Coordinate annotation records:
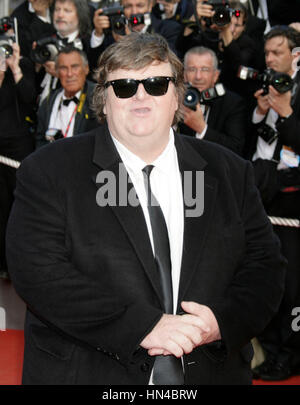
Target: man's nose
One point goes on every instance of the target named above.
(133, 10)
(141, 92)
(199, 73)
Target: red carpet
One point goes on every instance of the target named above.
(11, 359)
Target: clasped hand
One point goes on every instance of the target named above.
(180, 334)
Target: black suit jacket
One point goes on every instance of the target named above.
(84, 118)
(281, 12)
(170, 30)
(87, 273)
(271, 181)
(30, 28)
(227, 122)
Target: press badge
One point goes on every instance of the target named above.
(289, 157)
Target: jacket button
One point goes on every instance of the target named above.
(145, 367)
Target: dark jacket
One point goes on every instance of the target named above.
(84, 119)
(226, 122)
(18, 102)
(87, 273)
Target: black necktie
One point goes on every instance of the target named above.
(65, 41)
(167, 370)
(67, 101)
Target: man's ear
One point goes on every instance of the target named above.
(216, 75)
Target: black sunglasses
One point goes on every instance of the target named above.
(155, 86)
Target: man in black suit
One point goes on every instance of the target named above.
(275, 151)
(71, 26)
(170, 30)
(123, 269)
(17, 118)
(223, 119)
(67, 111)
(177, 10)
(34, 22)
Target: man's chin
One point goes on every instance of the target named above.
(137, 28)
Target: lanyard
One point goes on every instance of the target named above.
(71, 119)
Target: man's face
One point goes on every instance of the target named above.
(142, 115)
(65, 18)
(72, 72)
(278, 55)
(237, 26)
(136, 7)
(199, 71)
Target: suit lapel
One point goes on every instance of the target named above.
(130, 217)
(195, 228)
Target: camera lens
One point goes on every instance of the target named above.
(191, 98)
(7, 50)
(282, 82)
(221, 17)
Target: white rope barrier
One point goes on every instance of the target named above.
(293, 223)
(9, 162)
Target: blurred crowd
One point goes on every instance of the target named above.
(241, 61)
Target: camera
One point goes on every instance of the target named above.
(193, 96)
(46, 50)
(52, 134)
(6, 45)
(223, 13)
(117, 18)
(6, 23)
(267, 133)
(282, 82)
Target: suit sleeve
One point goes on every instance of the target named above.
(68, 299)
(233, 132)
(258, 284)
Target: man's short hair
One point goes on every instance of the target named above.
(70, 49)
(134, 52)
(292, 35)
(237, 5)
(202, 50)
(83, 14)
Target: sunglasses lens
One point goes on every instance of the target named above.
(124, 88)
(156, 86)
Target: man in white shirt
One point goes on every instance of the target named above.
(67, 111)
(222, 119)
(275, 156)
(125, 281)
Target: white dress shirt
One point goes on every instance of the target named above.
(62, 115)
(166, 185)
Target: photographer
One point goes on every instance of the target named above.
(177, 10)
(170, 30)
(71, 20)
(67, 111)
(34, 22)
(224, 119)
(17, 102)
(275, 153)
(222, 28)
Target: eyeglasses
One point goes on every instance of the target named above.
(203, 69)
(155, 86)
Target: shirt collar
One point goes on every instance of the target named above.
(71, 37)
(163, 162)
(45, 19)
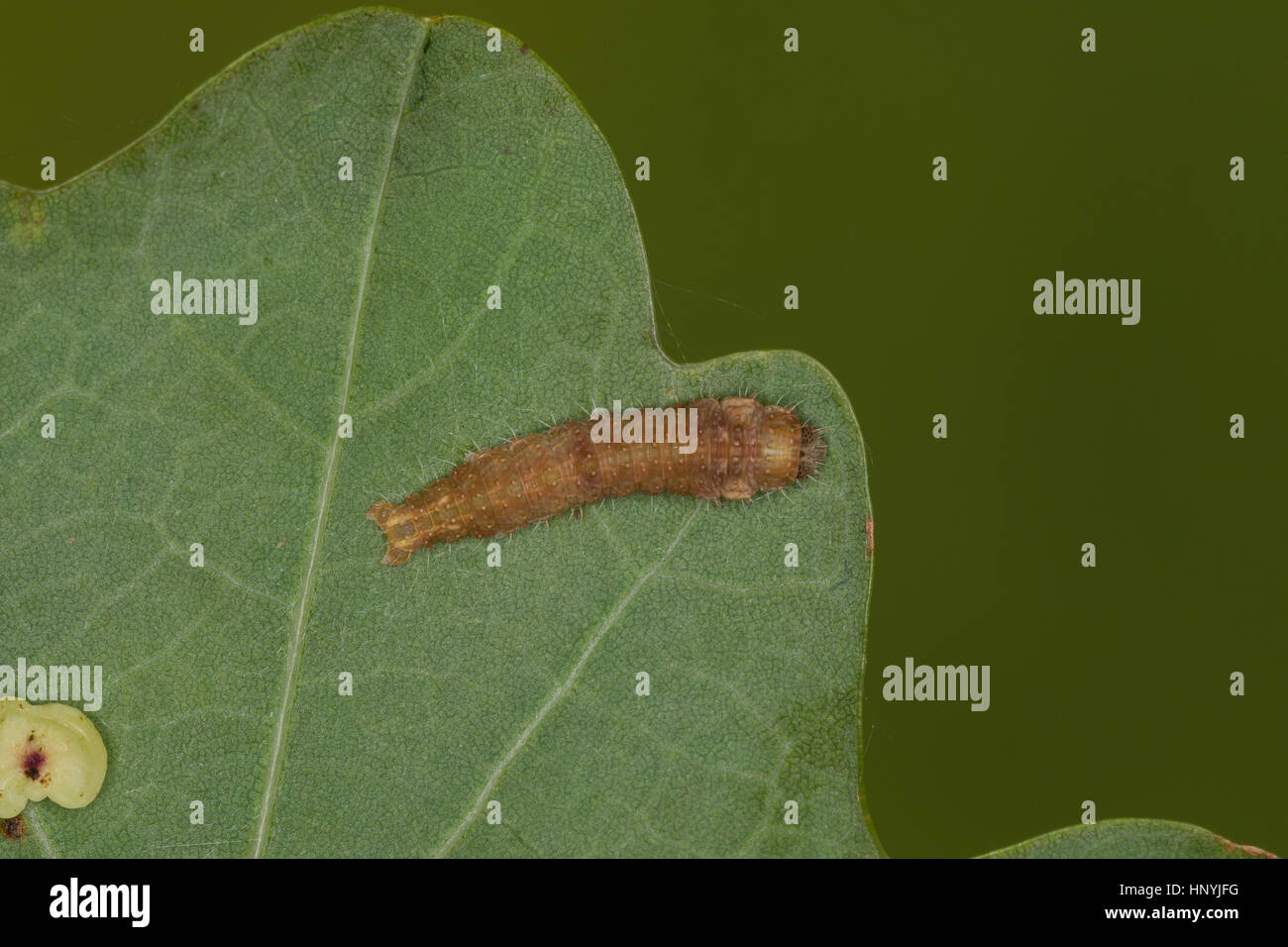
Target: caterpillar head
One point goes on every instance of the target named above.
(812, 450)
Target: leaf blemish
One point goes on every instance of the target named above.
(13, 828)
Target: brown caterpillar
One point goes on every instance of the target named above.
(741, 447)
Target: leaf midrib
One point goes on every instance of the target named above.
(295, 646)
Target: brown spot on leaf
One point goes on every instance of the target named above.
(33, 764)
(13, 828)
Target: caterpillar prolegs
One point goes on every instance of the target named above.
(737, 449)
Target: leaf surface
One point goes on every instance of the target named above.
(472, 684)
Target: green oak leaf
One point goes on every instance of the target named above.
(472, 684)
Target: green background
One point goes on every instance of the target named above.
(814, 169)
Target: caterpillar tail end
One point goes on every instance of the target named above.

--

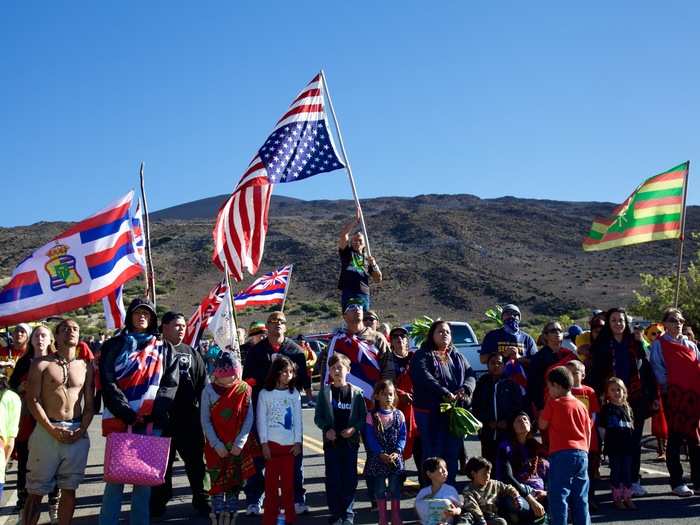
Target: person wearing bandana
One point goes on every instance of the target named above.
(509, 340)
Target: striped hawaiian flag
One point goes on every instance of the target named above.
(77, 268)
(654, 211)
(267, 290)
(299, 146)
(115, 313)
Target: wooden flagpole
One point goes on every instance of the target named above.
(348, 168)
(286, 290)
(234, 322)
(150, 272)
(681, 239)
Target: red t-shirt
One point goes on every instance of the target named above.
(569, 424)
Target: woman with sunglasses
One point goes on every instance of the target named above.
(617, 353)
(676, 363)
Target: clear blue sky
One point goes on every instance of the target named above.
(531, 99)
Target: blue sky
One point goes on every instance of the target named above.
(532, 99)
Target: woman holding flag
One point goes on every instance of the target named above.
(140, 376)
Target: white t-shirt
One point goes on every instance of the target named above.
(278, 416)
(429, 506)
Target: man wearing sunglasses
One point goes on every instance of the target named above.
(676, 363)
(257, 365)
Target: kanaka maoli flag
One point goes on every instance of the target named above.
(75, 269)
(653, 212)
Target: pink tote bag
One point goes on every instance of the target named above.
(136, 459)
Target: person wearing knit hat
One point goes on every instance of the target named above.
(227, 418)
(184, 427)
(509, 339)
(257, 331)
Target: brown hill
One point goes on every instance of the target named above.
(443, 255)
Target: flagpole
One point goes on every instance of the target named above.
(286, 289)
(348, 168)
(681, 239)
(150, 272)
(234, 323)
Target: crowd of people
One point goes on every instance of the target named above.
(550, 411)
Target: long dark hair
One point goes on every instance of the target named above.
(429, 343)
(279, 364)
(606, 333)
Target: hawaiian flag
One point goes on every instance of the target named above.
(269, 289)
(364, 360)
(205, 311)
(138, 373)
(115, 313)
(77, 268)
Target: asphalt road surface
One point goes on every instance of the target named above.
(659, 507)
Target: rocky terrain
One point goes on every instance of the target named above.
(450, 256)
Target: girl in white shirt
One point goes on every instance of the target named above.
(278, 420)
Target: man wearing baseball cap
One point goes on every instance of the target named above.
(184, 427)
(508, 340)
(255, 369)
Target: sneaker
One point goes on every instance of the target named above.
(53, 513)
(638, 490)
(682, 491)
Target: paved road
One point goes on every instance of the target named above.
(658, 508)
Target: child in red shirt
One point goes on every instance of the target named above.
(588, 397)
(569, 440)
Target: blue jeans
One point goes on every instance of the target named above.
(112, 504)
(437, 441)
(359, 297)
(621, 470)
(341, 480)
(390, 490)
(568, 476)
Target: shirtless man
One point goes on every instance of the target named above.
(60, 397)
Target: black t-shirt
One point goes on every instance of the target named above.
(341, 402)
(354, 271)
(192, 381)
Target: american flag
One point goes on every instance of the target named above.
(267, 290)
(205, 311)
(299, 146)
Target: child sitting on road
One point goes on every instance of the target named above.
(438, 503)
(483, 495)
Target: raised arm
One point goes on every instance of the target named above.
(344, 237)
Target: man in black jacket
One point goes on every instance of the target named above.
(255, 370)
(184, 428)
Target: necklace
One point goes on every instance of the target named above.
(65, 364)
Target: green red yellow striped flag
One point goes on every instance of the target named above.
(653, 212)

---

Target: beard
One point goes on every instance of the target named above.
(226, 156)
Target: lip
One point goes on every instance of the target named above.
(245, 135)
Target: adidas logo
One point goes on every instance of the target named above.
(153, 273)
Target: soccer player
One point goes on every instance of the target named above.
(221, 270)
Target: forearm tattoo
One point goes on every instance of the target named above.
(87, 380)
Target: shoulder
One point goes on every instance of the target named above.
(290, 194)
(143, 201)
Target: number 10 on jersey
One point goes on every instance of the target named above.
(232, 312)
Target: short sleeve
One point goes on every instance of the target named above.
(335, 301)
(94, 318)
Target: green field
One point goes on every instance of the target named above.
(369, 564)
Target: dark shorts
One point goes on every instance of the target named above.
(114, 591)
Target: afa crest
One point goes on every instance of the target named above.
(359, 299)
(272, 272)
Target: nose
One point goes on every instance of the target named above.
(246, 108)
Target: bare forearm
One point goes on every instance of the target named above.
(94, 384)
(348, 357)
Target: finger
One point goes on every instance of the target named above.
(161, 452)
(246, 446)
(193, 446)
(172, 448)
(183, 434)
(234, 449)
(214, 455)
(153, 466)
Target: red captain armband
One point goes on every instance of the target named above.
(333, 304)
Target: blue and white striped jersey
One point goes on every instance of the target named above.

What is required: List every line in the items above that contains the string "hair".

Final result:
Target: man's short hair
Target: long dark hair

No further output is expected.